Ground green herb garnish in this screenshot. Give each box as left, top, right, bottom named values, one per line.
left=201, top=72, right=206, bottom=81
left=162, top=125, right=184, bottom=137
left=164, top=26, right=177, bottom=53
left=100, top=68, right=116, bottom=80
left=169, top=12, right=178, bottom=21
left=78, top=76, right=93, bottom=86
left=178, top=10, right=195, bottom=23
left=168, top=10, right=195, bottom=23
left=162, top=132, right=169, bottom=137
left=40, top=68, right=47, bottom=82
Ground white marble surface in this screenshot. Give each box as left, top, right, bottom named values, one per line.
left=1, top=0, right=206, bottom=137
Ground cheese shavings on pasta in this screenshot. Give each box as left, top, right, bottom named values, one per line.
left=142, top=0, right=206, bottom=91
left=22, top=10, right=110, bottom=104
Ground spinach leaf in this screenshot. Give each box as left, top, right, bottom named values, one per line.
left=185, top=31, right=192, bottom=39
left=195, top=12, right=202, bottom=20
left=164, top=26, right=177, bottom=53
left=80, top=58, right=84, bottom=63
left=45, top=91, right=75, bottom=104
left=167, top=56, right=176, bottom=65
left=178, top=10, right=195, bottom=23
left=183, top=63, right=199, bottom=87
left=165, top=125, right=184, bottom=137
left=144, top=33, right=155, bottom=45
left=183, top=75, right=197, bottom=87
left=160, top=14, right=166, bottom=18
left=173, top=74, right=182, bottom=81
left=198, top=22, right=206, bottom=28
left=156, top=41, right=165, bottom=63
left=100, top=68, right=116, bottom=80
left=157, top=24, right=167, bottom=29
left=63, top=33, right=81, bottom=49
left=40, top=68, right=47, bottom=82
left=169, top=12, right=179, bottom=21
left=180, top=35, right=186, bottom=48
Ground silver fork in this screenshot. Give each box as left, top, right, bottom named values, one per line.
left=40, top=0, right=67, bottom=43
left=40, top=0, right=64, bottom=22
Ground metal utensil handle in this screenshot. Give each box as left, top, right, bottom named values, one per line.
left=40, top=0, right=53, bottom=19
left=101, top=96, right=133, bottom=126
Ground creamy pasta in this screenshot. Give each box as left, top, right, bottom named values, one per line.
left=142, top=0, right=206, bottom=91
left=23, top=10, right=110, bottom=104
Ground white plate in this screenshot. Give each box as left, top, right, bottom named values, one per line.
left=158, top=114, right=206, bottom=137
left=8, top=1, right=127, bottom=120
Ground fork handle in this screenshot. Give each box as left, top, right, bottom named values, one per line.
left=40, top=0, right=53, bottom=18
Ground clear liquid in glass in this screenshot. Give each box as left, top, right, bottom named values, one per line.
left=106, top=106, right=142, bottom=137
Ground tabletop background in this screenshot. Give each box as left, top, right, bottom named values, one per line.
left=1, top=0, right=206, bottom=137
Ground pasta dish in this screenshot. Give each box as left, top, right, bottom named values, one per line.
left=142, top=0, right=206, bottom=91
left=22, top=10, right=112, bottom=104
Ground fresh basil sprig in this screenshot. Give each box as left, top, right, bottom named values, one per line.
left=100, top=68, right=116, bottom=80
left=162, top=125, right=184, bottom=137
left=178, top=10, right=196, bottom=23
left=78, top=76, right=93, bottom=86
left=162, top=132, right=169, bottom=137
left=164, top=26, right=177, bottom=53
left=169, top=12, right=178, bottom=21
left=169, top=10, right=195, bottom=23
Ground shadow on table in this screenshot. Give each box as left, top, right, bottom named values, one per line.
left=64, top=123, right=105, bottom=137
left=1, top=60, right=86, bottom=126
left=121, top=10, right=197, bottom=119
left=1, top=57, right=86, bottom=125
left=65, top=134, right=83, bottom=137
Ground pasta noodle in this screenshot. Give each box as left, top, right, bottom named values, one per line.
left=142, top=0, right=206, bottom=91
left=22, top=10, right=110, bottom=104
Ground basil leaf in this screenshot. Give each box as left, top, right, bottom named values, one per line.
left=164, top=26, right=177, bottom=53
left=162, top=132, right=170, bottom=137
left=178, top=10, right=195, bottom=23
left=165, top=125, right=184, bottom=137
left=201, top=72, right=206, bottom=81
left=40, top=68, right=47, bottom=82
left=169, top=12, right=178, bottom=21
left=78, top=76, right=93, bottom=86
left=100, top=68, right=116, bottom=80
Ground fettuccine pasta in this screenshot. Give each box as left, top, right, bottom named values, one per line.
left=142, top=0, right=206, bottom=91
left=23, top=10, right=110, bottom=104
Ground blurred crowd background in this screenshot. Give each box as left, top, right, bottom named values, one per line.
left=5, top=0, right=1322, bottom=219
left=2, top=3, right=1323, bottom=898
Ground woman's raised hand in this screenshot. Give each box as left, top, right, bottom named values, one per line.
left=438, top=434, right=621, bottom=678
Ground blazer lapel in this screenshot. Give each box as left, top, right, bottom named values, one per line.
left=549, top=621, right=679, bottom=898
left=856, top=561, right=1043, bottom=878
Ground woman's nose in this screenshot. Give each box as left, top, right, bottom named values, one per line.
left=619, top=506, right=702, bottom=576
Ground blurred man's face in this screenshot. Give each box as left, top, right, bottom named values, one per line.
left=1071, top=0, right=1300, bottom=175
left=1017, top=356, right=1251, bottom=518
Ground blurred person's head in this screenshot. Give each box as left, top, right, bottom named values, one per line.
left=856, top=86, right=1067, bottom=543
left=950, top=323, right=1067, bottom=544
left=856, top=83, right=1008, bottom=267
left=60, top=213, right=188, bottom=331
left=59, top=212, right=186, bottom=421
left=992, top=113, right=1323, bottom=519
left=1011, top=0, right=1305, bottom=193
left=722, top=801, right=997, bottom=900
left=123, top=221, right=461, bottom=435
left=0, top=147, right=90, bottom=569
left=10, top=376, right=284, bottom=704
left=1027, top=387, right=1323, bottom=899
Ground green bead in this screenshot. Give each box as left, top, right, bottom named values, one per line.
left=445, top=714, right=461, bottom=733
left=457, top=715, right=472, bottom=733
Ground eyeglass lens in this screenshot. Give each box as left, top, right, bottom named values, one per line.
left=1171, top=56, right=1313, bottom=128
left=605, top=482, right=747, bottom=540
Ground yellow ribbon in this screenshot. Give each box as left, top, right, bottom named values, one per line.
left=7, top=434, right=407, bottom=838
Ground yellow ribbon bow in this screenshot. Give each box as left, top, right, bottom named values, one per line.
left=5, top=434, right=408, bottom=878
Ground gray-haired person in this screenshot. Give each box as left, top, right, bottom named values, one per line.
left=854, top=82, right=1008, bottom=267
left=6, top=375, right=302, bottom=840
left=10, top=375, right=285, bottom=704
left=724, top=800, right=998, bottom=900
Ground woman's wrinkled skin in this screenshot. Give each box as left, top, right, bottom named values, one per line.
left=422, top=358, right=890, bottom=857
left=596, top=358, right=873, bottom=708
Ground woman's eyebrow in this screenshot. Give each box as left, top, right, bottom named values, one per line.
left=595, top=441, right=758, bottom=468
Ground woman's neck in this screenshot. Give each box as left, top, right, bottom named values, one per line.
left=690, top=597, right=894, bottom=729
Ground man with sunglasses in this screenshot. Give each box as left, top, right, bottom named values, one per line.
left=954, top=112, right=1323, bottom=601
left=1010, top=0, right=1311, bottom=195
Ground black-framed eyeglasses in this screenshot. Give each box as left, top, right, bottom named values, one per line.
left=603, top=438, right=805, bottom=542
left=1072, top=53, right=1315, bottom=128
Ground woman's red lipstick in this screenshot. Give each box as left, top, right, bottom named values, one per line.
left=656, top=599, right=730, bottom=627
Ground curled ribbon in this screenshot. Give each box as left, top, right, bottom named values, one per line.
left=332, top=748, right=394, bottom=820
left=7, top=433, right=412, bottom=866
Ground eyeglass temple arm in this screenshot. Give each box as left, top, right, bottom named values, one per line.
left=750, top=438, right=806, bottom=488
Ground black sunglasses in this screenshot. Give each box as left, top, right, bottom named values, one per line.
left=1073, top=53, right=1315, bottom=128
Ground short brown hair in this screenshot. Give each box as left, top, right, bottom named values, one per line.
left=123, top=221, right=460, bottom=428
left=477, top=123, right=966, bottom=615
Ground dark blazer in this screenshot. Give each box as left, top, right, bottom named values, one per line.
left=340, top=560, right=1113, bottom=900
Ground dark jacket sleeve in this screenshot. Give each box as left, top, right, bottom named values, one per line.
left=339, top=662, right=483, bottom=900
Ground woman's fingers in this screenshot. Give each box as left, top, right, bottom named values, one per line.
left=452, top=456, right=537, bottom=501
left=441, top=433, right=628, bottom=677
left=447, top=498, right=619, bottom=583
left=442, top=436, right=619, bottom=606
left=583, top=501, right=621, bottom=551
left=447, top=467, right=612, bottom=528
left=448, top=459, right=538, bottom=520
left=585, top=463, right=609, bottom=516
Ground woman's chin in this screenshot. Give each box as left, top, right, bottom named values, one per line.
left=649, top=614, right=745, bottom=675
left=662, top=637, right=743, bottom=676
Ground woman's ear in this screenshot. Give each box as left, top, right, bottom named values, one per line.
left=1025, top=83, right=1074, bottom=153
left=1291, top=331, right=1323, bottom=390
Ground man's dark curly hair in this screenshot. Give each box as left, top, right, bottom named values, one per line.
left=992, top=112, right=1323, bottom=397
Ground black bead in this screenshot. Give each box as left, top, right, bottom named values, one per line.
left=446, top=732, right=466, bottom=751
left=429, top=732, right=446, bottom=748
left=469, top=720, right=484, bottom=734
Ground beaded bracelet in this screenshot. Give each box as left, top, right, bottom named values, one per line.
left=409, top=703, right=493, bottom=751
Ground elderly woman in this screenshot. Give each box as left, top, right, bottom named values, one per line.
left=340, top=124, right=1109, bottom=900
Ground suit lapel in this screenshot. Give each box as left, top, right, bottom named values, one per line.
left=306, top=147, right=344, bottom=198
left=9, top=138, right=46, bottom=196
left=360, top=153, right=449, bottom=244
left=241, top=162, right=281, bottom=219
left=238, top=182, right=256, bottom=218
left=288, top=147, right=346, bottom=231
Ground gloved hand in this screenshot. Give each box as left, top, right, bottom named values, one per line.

* * * * *

[Exercise objective]
Each line from the one that contains "Ground man's dark" through the end of the records must be repeated exactly. No other line belongs in the answer.

[Completed task]
Ground man's dark curly hair in this screenshot. Give each box as left, top, right, bottom named values, one per line.
left=992, top=112, right=1323, bottom=397
Ground black bead in this screenshot. Give each box as left, top, right, bottom named values, one per line.
left=446, top=732, right=466, bottom=751
left=429, top=732, right=446, bottom=748
left=469, top=720, right=484, bottom=734
Ground beaded bracelet in this screenshot. Give each box as left, top, right, bottom named values, one per line.
left=409, top=703, right=493, bottom=751
Ground elderly woman in this screenshot. Give each box as left, top, right, bottom named values, one per line.
left=340, top=124, right=1109, bottom=900
Ground suit lapel in this screenshot. Give each box as left, top, right, bottom named values, one per line.
left=306, top=147, right=344, bottom=198
left=9, top=138, right=46, bottom=196
left=360, top=153, right=449, bottom=244
left=241, top=162, right=281, bottom=219
left=238, top=182, right=256, bottom=218
left=288, top=147, right=346, bottom=231
Ground gloved hand in this screenshot. Give each box as left, top, right, bottom named values, one per line.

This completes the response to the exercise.